→ Work request
Copy all the records exactly; the complete set is the expected result.

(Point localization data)
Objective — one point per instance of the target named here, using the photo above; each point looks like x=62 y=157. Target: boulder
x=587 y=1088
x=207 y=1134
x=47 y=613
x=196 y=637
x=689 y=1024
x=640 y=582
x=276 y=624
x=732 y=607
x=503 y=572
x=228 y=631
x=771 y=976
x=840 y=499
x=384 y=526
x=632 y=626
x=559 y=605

→ Written response
Objective — one point per instance of the target named here, using the photo above; each point looks like x=62 y=157. Target: boulder
x=587 y=1088
x=207 y=1134
x=47 y=613
x=196 y=637
x=689 y=1024
x=640 y=582
x=276 y=624
x=732 y=607
x=503 y=572
x=228 y=631
x=771 y=976
x=840 y=499
x=384 y=526
x=632 y=626
x=559 y=605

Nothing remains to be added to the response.